* Short task *
Please format the records as a numbered list, from their first line through the line containing "point(558, 99)", and leave out any blank lines.
------------------------------------------------
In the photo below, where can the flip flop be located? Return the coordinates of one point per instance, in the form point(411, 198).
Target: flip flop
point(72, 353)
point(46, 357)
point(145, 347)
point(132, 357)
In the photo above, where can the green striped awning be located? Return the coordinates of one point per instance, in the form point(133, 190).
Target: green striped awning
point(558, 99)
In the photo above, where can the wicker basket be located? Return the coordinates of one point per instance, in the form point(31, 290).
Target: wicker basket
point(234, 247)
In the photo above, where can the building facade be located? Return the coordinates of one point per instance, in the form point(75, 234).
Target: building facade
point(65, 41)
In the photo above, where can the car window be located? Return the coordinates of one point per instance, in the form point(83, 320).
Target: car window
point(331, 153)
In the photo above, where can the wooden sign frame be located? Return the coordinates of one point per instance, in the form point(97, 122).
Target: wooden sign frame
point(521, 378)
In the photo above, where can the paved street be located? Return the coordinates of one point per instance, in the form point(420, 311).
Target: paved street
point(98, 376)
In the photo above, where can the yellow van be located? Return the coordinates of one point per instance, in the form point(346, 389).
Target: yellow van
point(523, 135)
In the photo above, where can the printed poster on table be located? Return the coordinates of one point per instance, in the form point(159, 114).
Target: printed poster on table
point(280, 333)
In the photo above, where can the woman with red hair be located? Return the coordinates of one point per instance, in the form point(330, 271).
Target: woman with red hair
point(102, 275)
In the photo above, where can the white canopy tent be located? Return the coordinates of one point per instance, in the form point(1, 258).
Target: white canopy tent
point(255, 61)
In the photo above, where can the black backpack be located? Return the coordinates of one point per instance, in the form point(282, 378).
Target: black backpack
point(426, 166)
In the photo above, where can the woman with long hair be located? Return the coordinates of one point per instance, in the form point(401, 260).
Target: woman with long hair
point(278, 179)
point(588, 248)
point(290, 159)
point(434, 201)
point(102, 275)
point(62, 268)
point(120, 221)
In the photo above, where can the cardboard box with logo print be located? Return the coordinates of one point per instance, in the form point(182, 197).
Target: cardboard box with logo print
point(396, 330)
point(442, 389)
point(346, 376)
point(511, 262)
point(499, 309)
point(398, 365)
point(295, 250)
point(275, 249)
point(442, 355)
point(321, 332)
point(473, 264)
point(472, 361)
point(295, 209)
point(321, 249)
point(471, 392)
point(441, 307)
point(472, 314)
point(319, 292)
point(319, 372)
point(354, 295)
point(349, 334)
------------------------------------------------
* Full output *
1. In the photo below, where can the flip flop be located? Return the coordinates of one point per instance, in the form point(411, 198).
2. Target: flip flop
3. point(72, 353)
4. point(46, 357)
5. point(145, 347)
6. point(132, 357)
7. In the photo above, where can the green striped awning be located? Return the coordinates of one point per instance, in the form point(133, 190).
8. Target: green striped awning
9. point(558, 99)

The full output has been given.